Know whether your skills actually improve agent behavior — not just look different.

Why rashomon?

> Inspired by the Rashomon effect — the idea that the same event can produce different outcomes depending on perspective. > rashomon makes those differences explicit and comparable.

  • Built a skill but unsure if it actually changes agent behavior?
  • Iterating on skills and prompts by gut feel instead of evidence?
  • Want proof that your changes made things better, not just different?

rashomon evaluates skills and prompts through blind comparison — running tasks with and without your changes in isolated environments, then comparing real outputs without knowing which version produced which.

Who Is This For?

rashomon is designed for:

  • Skill authors who want evidence-based validation
  • Developers using Claude Code daily
  • Teams iterating on complex prompts (coding, analysis, writing)
  • Anyone who wants evidence, not vibes, when improving skills and prompts

Not ideal if:

  • You want one-shot prompt rewriting without comparison

Quick Example

Skill Evaluation

/recipe-eval-skill create

Creates a skill through interactive dialog, then evaluates effectiveness: 1. Collects domain knowledge, project-specific rules, and trigger phrases 2. Generates optimized skill content (graded A/B/C) 3. Runs a test task with and without the skill in isolated environments, using blind A/B comparison

What the evaluation report looks like:

Skill Quality: Grade A
- Project-specific rules clearly encoded, no critical issues

Trigger Check: pass (discovered + invoked)

Execution Effectiveness:
- Winner: with-skill
- Assessment: structural improvement
- Key difference: 3-stage catch ordering and retry constraints
  applied correctly (attributed to skill Rules 3 and 6)

Record excerpts:
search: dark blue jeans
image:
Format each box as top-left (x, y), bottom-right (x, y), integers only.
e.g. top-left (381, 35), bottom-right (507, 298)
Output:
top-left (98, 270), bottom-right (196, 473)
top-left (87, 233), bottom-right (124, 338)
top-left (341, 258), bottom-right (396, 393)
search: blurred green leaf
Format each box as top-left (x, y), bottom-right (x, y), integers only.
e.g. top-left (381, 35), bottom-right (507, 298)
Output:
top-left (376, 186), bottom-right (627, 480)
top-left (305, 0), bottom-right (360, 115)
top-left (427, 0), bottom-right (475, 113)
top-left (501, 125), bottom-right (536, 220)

Work request A: Based on the rashomon text, do these statements agree with it? (i) rashomon compares outputs without knowing which version produced each one. (ii) rashomon is a good fit for one-shot prompt rewriting without comparison. (iii) Generated skill content is graded on an A-to-F scale. Answer yes or no for each, and quote the deciding words of the text.
Work request B: Swap "agent behavior" for "model behavior" in the rashomon text, and write out the passage between "Know whether your" and "changes agent behavior?", inclusive.

Answer A:
(i) Yes: "comparing real outputs without knowing which version produced which."
(ii) No: "Not ideal if:" "You want one-shot prompt rewriting without comparison"
(iii) No: "Generates optimized skill content (graded A/B/C)"

Answer B:
Know whether your skills actually improve model behavior — not just look different.

Why rashomon?

> Inspired by the Rashomon effect — the idea that the same event can produce different outcomes depending on perspective. > rashomon makes those differences explicit and comparable.

  • Built a skill but unsure if it actually changes model behavior?